→ **Excerpt provided**:
City engineers are asking motorists to respect the double-yellow line Monday morning when two-way traffic begins on West Exchange Street from the Innerbelt to Akron Children’s Hospital.
“They need to just be aware. This is a new traffic pattern,” said Mark Moore, Akron’s interim city engineer.
“Pay attention. Be safe. Be careful. Follow speed limits,” advised Moore, who is planning one last safety inspection Monday morning to check traffic lights, signs and road lines. If all is in order, crews will wait until after rush hour then remove the orange barrels blocking the new westbound lane of W. Exchange Street, opening up two-way travel from Rand Avenue to Bowery Street.
The overall street project, first conceptualized in 2012 and under construction for nearly three years, includes the repaving and shrinking of Cedar Street a block south. Deputy Public Service Director Chris Ludle said the overall $11.6 million project, which includes $8.3 million in federal funding, is now projected to come in under budget at around $11 million.
That’s despite having to reconstruct Exchange Street when workers unearthed old wooden and steel trolley tracks last year. Removing the tracks postponed the repaving until after winter when asphalt plants reopened this spring.
The two-way traffic pattern starting Monday is designed to expedite travel to Akron Children’s Hospital and Cleveland Clinic Akron General on Cedar Street. Instead of circling a grid of one-way streets, motorists will now be able to reach a new emergency room entrance at Children’s directly from the Innerbelt at Rand Avenue.
“The changes on West Exchange Street will improve access for families when they need us most," said Children's Hospital President and CEO Grace Wakulchik.
"As a regional health center specializing in children, we receive patients in our emergency department and critical care unit from 20 Northeast Ohio counties. Many of these patient families are unfamiliar with downtown Akron’s street system, particularly the one-way streets,” Wakulchik said.
Along with a social media campaign and internal staff communications to raise awareness, Children's has updated its online campus map, placed a banner on its website for visitors on the ER locations page and broadcasted the traffic change on flat screens around the hospital.
The city will maintain signage for a few months to help motorists navigate the new pattern.
Ultimately, all of Exchange Street will be two-way from Middlebury to the Innerbelt. One last section remains under construction in front of Bricco near Main Street. There, construction crews are wrapping up sewer work, connecting basins near the surface to a one-mile long tunnel 150 feet below downtown.
Ludle said the sewer hole will be filled in a month, and the rest of Exchange will be paved and ready to drive on later this year.
Next up, as construction continues on Main Street, city engineers are studying two-way traffic patterns for Broadway and High streets through downtown. Moore said the study should take 12 to 18 months, after which city staff would design the projects and seek funding sources.

→ **What you should do**: Copy the passage from the Exchange Street article word for word, beginning at the words "The city will" and stopping after "seek funding sources.".

→ **Data**:

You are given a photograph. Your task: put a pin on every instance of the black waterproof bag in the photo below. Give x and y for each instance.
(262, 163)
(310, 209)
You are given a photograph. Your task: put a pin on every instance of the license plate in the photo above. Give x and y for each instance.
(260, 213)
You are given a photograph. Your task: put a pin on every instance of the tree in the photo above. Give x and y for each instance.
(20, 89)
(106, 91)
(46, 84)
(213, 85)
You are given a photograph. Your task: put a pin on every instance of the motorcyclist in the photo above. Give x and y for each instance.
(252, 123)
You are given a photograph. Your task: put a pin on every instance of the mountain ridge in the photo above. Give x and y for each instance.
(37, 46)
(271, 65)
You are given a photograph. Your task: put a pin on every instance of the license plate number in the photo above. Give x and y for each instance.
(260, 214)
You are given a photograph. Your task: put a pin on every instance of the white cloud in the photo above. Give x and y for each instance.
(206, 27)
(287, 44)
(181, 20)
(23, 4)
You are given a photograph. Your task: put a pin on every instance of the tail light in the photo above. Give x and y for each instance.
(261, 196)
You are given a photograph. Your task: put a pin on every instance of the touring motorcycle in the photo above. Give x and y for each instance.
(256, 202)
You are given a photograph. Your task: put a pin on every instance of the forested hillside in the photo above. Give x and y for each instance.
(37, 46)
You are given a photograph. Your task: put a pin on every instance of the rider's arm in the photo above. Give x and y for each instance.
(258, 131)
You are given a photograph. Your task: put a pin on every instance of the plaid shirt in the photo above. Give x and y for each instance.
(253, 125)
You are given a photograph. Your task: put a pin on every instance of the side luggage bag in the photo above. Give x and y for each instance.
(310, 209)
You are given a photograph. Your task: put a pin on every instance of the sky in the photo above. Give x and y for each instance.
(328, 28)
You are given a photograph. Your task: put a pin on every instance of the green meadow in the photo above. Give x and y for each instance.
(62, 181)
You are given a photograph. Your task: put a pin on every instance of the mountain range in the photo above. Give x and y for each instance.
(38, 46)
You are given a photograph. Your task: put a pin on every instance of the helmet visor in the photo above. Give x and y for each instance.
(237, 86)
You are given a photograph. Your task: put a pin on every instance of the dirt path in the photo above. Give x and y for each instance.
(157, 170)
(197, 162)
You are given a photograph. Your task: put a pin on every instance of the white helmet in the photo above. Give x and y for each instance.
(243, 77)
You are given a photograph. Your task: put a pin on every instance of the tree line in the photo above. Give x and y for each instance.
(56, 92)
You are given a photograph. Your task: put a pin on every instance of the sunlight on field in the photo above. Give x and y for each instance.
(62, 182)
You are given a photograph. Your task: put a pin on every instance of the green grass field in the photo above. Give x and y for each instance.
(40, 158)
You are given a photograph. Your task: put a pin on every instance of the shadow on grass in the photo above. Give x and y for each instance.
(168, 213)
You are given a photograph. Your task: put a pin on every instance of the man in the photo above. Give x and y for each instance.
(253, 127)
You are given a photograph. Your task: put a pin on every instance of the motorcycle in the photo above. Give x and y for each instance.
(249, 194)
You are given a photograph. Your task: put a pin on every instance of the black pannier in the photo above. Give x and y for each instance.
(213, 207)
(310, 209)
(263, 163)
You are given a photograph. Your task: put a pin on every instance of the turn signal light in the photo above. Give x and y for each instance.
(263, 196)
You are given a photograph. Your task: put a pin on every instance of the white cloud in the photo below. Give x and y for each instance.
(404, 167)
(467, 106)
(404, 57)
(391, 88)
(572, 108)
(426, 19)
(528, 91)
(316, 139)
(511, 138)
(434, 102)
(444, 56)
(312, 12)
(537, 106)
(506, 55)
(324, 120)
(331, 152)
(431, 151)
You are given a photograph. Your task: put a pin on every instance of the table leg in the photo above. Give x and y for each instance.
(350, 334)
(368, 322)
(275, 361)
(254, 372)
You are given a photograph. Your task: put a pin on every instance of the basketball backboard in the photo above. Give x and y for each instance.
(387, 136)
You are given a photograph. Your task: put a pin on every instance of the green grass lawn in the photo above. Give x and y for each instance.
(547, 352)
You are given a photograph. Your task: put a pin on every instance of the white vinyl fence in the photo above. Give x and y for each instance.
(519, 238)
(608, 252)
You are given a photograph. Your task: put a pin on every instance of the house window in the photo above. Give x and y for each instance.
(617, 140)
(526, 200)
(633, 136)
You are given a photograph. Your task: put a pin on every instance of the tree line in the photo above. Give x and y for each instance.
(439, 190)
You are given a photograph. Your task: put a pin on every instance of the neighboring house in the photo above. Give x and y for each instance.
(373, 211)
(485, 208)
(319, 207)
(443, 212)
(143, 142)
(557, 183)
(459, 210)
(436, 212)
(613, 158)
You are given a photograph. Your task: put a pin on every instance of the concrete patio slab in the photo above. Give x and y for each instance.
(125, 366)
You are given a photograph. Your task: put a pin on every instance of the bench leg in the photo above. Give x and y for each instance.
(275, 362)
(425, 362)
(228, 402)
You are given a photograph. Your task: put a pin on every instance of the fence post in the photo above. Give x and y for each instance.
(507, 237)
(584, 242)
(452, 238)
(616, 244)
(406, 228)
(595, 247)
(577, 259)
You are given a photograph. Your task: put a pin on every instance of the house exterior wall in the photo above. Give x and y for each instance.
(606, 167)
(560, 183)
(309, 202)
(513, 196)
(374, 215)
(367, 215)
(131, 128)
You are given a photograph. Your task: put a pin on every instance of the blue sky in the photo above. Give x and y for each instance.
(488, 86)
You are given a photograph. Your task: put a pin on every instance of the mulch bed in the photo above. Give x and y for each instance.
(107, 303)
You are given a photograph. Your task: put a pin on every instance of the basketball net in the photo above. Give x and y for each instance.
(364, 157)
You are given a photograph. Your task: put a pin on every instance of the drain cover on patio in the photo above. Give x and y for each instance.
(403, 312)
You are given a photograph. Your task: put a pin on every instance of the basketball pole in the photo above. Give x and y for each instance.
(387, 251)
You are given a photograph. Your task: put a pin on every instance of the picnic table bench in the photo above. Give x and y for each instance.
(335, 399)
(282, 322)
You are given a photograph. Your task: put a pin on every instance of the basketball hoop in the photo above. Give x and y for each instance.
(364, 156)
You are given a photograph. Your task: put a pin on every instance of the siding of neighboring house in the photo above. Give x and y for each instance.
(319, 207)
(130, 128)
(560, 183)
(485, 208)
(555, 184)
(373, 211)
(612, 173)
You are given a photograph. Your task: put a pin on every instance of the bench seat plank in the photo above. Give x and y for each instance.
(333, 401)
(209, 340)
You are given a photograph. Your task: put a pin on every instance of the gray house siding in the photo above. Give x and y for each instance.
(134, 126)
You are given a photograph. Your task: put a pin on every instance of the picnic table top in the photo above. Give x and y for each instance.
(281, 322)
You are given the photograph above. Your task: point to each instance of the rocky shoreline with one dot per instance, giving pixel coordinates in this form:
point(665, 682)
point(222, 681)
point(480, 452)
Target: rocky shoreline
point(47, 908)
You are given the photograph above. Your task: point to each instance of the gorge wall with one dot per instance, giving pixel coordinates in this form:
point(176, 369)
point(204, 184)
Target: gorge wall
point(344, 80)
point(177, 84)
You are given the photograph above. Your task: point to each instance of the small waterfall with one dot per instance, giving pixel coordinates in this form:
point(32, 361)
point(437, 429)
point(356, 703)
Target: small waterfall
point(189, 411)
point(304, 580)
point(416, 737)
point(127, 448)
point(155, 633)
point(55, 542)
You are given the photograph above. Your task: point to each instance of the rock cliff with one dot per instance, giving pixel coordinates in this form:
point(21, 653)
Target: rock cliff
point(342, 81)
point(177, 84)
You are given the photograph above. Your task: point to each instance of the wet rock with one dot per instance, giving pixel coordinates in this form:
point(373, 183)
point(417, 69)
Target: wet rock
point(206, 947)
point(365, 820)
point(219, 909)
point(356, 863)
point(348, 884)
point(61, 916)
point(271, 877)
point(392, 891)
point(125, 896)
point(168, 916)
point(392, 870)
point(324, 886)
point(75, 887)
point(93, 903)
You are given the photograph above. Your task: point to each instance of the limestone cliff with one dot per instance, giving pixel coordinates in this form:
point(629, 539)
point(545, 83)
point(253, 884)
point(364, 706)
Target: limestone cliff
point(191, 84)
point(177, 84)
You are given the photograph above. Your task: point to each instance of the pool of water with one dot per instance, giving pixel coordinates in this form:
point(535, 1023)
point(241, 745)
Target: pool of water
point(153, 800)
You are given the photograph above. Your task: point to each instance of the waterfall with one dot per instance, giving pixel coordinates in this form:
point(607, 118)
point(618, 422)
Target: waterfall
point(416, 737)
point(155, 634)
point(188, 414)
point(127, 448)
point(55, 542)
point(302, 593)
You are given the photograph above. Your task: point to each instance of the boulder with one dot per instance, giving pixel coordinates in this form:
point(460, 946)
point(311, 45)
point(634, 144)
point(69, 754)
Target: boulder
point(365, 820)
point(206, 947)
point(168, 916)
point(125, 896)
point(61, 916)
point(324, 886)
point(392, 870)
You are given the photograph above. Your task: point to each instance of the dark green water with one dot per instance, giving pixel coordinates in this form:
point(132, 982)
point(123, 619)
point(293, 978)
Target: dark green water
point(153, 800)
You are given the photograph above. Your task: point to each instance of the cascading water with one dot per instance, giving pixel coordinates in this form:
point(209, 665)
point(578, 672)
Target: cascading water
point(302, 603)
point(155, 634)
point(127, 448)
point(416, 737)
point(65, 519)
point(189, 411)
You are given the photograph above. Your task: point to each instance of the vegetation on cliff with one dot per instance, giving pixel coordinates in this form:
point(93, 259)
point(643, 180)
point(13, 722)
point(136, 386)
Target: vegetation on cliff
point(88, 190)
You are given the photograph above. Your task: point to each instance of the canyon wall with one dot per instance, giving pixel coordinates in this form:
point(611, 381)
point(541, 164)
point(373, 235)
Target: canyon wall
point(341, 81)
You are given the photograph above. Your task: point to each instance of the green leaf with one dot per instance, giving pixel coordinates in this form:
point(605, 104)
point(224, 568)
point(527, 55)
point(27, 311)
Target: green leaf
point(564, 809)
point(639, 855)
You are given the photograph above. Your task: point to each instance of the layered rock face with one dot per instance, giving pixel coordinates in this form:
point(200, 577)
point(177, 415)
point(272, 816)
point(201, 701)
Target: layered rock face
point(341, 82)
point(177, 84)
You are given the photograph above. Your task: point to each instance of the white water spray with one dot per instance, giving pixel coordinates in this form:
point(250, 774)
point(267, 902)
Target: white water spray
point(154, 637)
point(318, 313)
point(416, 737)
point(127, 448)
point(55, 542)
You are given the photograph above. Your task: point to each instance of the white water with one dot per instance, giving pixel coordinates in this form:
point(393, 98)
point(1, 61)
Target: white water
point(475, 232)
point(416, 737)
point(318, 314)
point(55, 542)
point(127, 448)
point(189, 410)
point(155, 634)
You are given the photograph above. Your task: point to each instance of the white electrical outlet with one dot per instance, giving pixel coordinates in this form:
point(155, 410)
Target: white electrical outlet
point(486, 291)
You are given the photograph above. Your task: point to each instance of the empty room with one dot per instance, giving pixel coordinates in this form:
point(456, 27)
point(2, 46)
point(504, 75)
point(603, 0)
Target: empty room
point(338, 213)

→ **Answer for this exercise**:
The city will maintain signage for a few months to help motorists navigate the new pattern.
Ultimately, all of Exchange Street will be two-way from Middlebury to the Innerbelt. One last section remains under construction in front of Bricco near Main Street. There, construction crews are wrapping up sewer work, connecting basins near the surface to a one-mile long tunnel 150 feet below downtown.
Ludle said the sewer hole will be filled in a month, and the rest of Exchange will be paved and ready to drive on later this year.
Next up, as construction continues on Main Street, city engineers are studying two-way traffic patterns for Broadway and High streets through downtown. Moore said the study should take 12 to 18 months, after which city staff would design the projects and seek funding sources.